How to complete this task: Lines from the one with "Locate the ponytail" through the end of the listing below are to be retyped exactly.

Data to use:

++++++++++++++++++++

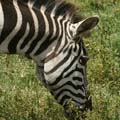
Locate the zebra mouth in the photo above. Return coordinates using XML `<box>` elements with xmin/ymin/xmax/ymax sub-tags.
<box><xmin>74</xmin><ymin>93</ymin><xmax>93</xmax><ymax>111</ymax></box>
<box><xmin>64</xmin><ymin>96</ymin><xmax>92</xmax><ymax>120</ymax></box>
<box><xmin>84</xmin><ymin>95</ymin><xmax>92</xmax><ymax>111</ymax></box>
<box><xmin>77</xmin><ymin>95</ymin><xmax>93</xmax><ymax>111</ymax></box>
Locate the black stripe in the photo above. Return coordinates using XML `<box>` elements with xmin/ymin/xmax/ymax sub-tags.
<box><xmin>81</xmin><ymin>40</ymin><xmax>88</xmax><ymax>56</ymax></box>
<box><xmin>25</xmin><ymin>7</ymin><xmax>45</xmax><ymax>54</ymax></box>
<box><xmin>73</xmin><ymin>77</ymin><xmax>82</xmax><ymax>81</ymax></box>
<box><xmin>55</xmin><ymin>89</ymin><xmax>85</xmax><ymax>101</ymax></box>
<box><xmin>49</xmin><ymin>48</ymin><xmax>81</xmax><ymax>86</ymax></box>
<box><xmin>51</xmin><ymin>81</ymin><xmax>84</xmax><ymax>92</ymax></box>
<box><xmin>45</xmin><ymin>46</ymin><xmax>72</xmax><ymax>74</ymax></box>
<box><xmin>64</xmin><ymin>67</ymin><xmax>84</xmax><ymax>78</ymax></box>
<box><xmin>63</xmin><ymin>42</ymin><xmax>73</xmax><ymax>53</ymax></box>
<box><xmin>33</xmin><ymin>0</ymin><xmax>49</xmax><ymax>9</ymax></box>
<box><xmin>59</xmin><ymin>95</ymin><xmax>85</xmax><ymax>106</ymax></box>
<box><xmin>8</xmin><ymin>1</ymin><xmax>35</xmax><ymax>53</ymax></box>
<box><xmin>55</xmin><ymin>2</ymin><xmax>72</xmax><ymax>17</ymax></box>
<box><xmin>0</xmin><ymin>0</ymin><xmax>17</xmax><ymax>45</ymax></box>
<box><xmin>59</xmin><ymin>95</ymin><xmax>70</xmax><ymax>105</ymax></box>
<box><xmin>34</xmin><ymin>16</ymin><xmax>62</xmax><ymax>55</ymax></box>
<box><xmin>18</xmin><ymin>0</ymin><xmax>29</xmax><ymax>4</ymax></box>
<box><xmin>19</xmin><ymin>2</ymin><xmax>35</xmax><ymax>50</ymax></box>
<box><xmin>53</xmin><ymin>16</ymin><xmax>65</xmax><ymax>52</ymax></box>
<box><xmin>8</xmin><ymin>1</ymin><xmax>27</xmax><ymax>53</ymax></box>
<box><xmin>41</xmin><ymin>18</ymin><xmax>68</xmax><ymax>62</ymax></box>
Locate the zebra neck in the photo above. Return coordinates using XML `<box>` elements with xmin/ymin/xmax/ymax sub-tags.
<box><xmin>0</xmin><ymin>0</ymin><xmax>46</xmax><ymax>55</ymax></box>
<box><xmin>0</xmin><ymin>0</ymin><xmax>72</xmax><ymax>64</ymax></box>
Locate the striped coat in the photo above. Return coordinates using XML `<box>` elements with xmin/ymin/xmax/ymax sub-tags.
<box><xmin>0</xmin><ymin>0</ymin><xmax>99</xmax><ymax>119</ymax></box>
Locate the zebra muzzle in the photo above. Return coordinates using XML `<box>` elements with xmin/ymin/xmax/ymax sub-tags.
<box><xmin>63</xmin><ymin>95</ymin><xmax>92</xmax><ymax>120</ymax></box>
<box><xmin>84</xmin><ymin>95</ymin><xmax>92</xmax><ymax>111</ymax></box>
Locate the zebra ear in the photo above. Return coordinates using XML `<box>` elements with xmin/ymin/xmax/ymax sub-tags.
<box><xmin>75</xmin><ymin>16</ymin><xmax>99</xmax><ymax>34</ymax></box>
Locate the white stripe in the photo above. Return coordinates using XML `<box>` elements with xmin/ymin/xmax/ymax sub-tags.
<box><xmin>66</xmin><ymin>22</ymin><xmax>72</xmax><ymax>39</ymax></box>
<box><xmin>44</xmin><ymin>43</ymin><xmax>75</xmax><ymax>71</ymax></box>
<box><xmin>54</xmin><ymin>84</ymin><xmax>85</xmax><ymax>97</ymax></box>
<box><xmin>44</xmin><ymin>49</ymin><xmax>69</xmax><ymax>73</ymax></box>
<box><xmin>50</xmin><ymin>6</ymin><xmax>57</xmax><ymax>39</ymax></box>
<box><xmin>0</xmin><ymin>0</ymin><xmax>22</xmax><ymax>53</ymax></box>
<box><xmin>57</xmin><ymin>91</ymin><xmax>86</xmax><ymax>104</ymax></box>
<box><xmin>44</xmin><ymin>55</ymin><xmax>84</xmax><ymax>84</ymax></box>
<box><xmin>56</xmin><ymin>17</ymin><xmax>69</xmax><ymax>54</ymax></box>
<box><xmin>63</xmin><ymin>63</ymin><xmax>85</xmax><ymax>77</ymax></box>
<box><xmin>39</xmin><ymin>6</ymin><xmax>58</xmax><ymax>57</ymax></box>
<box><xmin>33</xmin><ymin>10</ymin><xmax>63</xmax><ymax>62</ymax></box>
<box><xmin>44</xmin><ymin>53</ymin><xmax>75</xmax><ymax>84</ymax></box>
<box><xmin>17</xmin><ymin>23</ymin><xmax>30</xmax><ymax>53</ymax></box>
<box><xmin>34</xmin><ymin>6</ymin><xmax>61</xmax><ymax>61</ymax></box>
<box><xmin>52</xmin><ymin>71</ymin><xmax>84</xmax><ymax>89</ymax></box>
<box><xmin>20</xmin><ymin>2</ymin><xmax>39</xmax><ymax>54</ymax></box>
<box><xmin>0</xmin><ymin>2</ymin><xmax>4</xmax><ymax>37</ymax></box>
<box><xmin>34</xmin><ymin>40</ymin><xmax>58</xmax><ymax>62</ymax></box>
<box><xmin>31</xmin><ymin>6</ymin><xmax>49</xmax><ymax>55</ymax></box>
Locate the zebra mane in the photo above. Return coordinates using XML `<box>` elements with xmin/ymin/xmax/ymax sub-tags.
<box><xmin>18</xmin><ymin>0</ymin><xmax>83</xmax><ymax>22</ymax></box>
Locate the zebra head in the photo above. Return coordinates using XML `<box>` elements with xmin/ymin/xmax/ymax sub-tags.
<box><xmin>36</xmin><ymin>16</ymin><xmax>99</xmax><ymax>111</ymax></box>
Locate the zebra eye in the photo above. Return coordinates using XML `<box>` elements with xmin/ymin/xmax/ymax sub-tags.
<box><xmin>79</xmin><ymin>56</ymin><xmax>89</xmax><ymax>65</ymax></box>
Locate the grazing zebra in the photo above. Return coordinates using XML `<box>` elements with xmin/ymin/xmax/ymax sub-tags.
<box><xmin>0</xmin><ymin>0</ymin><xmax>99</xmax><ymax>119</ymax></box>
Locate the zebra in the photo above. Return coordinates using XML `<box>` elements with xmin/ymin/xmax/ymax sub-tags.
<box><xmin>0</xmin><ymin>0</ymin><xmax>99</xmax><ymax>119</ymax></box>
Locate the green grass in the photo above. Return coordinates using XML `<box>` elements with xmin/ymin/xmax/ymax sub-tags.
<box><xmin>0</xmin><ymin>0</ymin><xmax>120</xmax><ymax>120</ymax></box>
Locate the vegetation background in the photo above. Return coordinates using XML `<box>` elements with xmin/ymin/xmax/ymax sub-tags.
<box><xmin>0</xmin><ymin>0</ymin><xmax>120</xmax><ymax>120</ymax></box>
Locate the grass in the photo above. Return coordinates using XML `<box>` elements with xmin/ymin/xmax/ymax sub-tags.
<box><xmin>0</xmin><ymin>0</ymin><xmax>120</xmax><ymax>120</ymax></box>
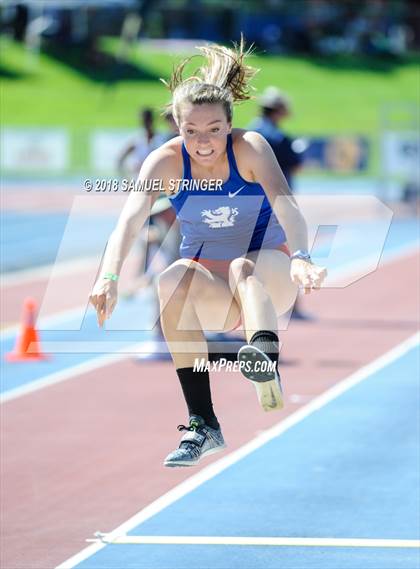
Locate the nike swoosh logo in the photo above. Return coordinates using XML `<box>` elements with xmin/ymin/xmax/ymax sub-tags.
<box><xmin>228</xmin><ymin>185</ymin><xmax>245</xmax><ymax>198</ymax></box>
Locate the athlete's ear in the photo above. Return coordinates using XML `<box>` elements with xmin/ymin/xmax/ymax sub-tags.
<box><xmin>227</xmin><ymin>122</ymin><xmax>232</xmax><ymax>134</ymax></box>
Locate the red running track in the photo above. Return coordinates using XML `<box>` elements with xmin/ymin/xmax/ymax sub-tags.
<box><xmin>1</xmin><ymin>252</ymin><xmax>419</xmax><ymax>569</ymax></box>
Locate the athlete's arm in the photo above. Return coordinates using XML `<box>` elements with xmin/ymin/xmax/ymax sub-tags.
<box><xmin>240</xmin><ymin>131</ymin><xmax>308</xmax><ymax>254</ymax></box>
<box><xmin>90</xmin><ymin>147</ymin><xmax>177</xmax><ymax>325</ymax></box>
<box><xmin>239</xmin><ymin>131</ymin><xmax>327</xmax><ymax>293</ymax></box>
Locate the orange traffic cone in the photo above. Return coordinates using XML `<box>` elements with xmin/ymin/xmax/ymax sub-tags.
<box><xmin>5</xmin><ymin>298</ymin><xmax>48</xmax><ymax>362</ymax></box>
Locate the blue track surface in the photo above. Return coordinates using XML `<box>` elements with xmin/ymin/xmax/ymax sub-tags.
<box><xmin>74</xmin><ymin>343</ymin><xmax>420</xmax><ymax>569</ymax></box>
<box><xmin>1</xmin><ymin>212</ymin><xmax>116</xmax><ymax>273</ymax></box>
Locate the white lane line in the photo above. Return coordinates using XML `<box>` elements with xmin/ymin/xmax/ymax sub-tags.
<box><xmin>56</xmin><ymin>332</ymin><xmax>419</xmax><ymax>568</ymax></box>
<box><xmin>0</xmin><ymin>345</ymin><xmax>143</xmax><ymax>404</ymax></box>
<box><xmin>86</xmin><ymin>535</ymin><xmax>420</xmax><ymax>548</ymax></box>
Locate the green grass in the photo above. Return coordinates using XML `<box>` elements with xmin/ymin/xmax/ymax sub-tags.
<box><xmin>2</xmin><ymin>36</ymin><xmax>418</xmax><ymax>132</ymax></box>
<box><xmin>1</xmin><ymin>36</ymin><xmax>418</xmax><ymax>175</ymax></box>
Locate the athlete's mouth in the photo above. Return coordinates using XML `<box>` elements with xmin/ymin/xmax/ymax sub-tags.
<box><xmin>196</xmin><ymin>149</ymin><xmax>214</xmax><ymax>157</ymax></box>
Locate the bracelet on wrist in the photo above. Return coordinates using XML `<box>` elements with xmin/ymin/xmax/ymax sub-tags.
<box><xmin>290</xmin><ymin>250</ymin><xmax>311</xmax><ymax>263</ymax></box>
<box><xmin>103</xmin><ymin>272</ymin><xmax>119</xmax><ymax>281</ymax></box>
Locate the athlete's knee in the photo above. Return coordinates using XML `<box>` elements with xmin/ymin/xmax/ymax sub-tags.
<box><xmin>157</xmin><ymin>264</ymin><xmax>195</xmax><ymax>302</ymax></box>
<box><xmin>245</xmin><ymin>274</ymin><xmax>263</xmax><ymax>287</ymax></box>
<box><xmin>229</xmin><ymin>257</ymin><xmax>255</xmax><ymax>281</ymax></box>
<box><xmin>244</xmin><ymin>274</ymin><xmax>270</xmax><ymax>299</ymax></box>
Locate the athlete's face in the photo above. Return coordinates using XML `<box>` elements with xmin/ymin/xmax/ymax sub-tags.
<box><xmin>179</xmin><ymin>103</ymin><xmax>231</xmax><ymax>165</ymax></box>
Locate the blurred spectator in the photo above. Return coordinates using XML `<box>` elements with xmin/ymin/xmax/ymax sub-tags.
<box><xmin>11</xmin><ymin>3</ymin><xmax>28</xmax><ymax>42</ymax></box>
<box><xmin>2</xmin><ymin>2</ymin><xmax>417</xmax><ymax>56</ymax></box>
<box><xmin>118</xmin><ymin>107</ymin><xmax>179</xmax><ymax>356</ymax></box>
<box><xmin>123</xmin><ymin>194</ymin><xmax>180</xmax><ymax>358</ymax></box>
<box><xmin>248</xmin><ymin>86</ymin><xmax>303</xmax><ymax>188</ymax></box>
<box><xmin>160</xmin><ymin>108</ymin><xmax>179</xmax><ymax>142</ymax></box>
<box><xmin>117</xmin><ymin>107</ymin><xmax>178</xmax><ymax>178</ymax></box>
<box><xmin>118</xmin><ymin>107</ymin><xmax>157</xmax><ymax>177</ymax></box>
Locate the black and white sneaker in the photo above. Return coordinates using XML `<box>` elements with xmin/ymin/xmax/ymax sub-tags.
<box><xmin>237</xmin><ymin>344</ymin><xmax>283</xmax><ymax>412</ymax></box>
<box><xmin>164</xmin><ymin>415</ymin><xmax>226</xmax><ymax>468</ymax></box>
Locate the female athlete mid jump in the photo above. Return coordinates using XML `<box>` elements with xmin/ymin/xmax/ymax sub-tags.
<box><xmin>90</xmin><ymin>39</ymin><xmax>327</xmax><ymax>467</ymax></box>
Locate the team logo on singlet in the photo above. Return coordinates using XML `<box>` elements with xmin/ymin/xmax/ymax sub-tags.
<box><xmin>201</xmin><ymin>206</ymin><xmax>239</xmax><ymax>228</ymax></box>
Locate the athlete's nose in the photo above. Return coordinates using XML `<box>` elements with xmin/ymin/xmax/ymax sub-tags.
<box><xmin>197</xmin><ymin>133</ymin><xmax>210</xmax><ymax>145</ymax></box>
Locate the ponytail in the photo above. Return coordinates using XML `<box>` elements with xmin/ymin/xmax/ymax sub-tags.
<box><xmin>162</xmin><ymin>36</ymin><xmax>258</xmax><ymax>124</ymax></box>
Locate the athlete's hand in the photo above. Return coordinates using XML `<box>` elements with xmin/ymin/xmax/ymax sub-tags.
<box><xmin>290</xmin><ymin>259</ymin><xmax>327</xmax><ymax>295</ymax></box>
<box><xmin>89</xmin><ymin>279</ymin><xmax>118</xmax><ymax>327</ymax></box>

++++++++++++++++++++

Answer for this exercise:
Locate the ponytail in the photo above. Return coordinates using XML `<box>` elements with xmin/ymin/xmax/ymax sub-tags.
<box><xmin>162</xmin><ymin>36</ymin><xmax>258</xmax><ymax>124</ymax></box>
Locate the athlete's hand in the photo above. Return coordinates using XML `<box>` elements with xmin/ymin/xmax/ymax sub-tags.
<box><xmin>290</xmin><ymin>259</ymin><xmax>327</xmax><ymax>295</ymax></box>
<box><xmin>89</xmin><ymin>279</ymin><xmax>118</xmax><ymax>327</ymax></box>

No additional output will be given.